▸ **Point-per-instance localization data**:
# # # #
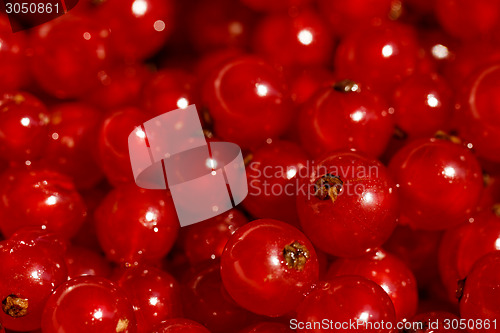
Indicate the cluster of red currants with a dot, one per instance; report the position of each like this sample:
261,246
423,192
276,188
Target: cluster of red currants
371,133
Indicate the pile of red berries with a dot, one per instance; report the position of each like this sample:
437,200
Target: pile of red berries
371,133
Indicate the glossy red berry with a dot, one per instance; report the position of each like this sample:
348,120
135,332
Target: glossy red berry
113,145
139,27
180,325
468,18
345,116
439,183
73,133
24,121
479,119
379,54
31,271
69,69
268,266
344,299
462,246
81,261
248,101
272,176
347,204
155,296
206,240
43,199
13,71
294,38
481,294
423,105
387,271
136,225
207,302
88,304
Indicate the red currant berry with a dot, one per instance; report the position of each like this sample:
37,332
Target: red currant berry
218,24
248,101
268,266
31,271
480,118
73,131
272,177
120,86
205,241
343,116
180,325
379,55
294,38
423,105
342,15
439,183
23,126
388,272
348,204
69,69
481,294
266,327
113,144
134,224
207,302
169,89
81,261
461,247
139,27
468,18
88,304
344,299
154,294
271,6
45,199
13,69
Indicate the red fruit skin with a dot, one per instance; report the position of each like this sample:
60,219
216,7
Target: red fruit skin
379,54
205,241
266,327
154,294
423,105
24,121
294,39
462,246
346,298
362,217
88,304
439,182
42,199
180,325
387,271
248,101
437,322
69,69
467,19
272,176
481,295
207,302
31,269
113,151
333,120
139,29
73,132
81,261
255,273
479,117
136,225
13,71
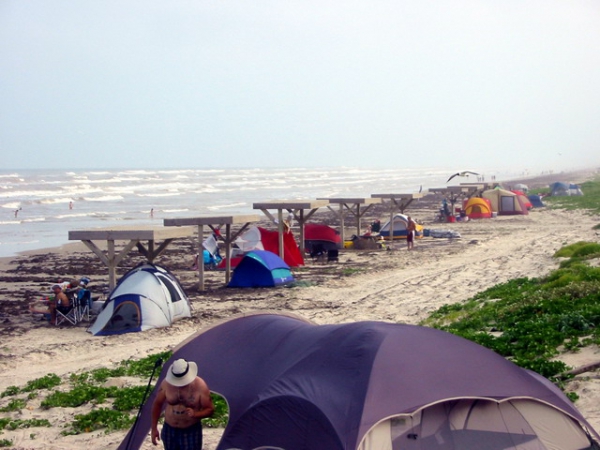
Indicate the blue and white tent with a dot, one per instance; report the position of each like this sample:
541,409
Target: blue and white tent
148,296
261,268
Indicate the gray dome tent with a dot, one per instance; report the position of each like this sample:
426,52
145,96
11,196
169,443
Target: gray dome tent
294,385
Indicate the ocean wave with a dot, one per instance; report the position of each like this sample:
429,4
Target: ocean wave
104,198
174,210
230,205
161,194
11,205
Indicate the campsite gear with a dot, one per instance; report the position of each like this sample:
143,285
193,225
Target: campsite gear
562,189
257,238
523,197
316,234
261,268
536,201
295,385
148,296
505,202
400,222
477,208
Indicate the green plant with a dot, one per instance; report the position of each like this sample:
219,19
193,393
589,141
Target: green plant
14,405
11,390
46,382
100,418
13,424
530,320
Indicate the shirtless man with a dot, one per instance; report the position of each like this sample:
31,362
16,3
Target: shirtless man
411,228
187,399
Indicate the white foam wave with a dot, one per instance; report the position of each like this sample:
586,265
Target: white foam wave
230,205
11,205
104,198
160,194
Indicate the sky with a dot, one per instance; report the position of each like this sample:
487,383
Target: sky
307,83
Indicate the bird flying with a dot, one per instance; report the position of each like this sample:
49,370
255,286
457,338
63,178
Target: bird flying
465,173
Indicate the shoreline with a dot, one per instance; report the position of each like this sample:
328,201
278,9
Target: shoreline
398,286
535,181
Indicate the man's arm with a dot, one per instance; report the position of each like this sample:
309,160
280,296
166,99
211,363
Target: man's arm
156,410
206,405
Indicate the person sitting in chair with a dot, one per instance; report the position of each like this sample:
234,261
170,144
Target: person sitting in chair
60,302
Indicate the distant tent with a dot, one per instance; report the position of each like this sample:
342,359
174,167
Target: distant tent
257,238
564,189
400,222
321,235
536,201
261,268
505,202
148,296
477,208
294,385
521,187
523,198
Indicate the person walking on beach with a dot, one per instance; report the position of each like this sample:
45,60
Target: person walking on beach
411,229
187,400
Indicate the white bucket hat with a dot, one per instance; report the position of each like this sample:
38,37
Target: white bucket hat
182,373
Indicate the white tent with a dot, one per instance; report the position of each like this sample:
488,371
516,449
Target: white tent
147,296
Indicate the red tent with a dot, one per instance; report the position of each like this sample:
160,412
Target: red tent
257,238
524,198
324,235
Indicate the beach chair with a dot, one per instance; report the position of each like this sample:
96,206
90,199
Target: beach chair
83,304
70,316
333,255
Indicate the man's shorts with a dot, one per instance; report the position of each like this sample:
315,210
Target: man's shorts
189,438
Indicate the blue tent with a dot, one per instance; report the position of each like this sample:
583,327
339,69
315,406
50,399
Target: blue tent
261,268
536,201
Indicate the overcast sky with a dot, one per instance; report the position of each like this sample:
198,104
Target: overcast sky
181,84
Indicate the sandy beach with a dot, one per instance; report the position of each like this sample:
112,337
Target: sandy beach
394,286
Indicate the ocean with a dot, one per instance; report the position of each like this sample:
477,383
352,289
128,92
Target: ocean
39,207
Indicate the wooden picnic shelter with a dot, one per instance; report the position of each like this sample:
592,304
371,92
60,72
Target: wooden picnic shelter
351,206
397,203
301,209
133,237
229,236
# # # #
▸ **Task details**:
Restate word for word each line of the data from the one with "Target: sandy beach" to the last, keeping both ends.

▸ **Your response**:
Target: sandy beach
394,286
Indicate the ocean with a dot, one per instance; report the position of each like this sample:
477,383
352,289
128,92
Target: ocean
39,207
Indicate the wooden picnic shelter with a dot, one per instance; report the position of each like this sample:
592,304
371,92
60,72
Target: wooden picnic shelter
351,206
397,203
301,209
133,237
229,236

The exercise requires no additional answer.